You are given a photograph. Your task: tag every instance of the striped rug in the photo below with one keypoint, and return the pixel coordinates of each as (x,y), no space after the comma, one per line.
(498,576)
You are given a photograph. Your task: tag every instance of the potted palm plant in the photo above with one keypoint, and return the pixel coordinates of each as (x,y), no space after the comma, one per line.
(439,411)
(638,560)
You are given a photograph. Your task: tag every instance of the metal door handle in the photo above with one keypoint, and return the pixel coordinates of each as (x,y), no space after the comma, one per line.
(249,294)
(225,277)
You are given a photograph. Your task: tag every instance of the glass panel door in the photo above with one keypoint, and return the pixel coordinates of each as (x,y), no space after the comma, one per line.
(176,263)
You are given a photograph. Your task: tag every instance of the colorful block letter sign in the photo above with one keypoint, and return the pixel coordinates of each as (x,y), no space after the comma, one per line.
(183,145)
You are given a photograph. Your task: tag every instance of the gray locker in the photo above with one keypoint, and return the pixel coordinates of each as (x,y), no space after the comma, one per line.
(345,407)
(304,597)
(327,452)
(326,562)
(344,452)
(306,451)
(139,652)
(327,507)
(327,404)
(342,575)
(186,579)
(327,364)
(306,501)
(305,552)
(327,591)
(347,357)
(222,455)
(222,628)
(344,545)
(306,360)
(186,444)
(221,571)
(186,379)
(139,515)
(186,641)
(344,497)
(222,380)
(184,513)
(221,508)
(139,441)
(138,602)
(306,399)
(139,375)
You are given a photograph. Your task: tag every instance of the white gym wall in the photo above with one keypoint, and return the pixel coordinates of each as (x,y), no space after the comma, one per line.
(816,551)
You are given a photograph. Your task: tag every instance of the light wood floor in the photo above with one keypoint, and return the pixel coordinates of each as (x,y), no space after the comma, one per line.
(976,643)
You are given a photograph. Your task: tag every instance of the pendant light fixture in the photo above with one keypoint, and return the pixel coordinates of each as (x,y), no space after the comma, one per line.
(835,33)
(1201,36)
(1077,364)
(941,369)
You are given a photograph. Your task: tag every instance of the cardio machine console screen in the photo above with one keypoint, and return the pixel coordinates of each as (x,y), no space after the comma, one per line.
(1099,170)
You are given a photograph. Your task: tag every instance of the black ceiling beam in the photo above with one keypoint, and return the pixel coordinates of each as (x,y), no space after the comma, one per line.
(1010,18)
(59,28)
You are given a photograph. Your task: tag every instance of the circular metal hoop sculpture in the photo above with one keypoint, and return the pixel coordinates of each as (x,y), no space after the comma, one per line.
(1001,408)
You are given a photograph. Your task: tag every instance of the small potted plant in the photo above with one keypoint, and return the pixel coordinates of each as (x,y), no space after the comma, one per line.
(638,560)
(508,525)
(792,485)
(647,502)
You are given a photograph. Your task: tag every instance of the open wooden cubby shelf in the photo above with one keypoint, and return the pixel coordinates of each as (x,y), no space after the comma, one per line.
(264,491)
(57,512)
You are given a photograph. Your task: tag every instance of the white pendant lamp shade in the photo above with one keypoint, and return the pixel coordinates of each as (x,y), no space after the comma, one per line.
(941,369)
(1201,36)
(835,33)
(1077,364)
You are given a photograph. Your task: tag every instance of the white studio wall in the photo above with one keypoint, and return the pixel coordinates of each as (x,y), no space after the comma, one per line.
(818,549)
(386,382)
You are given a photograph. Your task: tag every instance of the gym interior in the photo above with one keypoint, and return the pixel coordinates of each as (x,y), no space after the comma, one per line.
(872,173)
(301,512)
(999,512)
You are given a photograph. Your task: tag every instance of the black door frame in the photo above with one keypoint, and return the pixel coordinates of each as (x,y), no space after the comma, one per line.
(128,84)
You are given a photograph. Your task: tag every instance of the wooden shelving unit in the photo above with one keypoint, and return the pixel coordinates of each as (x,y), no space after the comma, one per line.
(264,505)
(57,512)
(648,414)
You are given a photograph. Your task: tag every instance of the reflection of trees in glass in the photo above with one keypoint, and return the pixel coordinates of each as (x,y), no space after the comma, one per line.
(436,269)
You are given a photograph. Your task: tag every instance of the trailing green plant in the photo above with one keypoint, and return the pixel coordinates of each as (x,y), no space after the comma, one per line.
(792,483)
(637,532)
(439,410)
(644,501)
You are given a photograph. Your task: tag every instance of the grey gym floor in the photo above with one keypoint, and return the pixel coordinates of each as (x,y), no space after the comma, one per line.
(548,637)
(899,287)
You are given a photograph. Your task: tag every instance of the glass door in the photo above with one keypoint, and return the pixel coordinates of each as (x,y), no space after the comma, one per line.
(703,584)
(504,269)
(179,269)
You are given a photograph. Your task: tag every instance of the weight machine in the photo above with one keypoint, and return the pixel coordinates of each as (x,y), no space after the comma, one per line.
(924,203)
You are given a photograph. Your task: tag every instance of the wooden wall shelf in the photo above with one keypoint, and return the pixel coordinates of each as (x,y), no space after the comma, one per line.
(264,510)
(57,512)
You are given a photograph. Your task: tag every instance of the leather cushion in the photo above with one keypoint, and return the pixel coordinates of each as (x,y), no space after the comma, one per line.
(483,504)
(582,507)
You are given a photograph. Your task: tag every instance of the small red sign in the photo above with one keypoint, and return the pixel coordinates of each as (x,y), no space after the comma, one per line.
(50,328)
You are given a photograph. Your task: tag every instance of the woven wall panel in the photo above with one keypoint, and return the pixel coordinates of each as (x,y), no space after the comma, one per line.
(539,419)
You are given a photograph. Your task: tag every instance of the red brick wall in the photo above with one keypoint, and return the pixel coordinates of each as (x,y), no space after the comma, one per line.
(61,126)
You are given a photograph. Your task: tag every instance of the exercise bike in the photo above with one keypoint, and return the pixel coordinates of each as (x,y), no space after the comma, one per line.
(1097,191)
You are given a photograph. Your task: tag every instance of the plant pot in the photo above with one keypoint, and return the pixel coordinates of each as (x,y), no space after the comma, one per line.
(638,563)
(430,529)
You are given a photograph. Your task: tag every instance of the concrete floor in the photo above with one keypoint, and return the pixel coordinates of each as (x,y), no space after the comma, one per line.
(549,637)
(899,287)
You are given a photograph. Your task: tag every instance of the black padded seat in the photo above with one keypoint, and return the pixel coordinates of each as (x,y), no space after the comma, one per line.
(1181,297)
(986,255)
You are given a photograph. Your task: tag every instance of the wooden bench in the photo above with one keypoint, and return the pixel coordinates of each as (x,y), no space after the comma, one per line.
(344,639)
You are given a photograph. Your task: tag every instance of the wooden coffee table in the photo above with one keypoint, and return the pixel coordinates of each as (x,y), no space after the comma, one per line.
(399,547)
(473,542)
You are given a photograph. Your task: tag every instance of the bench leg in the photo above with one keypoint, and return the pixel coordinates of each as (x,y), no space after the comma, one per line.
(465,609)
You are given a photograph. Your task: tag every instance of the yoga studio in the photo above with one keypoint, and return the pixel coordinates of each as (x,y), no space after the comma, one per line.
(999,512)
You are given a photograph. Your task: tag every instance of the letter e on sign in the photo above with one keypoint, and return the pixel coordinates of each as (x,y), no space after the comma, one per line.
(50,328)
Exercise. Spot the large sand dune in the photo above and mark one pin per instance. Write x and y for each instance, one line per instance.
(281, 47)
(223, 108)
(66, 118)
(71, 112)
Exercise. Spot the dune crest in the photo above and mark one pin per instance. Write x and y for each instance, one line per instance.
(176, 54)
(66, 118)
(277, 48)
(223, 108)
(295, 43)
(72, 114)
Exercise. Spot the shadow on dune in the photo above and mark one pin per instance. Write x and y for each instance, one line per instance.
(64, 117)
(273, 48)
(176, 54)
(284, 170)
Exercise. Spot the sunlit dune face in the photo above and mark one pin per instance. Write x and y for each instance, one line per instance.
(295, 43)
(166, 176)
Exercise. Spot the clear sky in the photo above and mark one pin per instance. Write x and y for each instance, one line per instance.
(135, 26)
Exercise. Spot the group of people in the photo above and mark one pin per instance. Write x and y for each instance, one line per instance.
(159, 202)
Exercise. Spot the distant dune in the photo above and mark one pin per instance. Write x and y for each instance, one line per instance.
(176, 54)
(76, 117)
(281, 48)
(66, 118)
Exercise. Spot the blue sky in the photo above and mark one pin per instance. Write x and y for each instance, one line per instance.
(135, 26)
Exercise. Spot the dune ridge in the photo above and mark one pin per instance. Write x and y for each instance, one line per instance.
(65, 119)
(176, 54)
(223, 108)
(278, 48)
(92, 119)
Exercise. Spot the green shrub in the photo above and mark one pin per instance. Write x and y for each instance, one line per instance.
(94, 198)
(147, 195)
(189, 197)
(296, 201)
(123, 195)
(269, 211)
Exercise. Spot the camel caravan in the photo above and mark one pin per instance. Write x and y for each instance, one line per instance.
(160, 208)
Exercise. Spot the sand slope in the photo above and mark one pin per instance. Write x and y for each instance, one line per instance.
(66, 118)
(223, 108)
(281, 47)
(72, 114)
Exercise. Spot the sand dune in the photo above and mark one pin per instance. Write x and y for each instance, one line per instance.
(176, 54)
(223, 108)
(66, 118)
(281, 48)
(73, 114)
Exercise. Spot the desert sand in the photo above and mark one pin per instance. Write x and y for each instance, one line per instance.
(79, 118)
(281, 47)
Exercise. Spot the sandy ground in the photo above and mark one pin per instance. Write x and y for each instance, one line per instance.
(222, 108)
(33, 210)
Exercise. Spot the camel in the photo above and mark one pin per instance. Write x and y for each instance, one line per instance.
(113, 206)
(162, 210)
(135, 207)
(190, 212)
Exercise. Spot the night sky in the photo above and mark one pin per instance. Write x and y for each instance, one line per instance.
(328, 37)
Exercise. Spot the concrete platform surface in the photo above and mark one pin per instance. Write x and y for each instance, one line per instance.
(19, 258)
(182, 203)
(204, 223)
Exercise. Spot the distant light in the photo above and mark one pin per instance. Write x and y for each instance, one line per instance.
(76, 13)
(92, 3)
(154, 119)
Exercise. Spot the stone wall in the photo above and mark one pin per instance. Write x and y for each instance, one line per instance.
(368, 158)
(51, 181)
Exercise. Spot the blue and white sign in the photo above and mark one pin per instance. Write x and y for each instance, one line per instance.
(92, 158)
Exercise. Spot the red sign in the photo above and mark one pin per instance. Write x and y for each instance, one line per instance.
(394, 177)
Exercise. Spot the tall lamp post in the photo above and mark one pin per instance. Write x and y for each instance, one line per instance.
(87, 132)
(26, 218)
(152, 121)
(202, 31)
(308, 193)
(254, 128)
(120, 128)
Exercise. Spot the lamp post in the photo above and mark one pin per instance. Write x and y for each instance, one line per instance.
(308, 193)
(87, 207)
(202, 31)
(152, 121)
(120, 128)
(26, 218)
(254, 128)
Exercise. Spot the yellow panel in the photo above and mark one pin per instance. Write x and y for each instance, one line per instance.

______

→ DIRECTIONS FOR THIS TASK
Quote every line from the line containing "Exercise. Spot the red" through the closing line of the listing, including both.

→ SOLUTION FOR THIS TASK
Exercise. Spot the red sign in the photo above and mark one pin per instance. Write x and y for each instance, one line per instance.
(394, 177)
Exercise. Spot the tall lamp post in the photo above and mark one pin per instance. Write x and y for each instance, one line per instance.
(87, 132)
(26, 218)
(152, 121)
(202, 31)
(308, 193)
(254, 128)
(120, 128)
Exercise. Spot the lamp post in the photo above and mark one pin per instance. Write x and y for each instance, one line per instance.
(308, 193)
(87, 207)
(202, 31)
(152, 121)
(120, 128)
(26, 218)
(254, 128)
Exercise. Spot the yellow panel in the photo above and mark one pin per instance. Write x and y for each instance, one line per instance.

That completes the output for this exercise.